## Entries shown:

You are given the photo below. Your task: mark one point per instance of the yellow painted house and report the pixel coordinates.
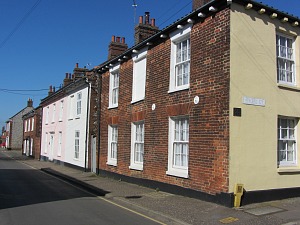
(225, 77)
(265, 101)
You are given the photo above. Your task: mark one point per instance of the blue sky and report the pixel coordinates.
(41, 40)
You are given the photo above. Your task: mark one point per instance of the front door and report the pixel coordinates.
(93, 159)
(51, 145)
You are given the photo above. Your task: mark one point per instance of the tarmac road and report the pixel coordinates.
(29, 196)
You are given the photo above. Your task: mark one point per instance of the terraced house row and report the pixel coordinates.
(203, 106)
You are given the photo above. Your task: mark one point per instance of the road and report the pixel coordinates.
(31, 197)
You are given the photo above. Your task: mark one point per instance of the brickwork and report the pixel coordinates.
(199, 3)
(209, 120)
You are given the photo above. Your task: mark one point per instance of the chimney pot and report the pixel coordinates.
(153, 22)
(147, 17)
(29, 102)
(141, 19)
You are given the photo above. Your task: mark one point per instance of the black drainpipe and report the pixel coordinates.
(98, 119)
(87, 124)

## What is expected:
The copy you write must hold every record verbatim and none of the pictures.

## Answer to the problem:
You are given the photo below. Your task: mark one point per instance of the yellow painted house and report the pixel coordinates.
(225, 77)
(265, 101)
You are given the photo above. Your task: mark one point per instance of the blue sky and report the pixel coordinates.
(41, 40)
You are given the photo above. Your task: mark one point per instance of the front door and report the pixel coordinates.
(93, 159)
(51, 145)
You are given the photo above. Your task: mark one point per instance of the tarmac road and report the pixel coordinates.
(29, 196)
You are given the photo above. Your task: mark one point per instance of the terraced house row and report the pixel coordinates.
(203, 106)
You are given the photo above. Your task: mark one point per instance of the road and report the pixel coordinates.
(31, 197)
You are given the photo above. Your task: mark one point per instance of the brickwork and report the pixel coordinates.
(199, 3)
(209, 120)
You are given the photo above. Your task: mark one point per instance of the chimney pot and report the pixel coordinates.
(153, 22)
(147, 17)
(29, 102)
(141, 19)
You are given the photo above. Your task: mark one point per instance of the black drainpipe and report the pixel coordinates.
(98, 119)
(87, 124)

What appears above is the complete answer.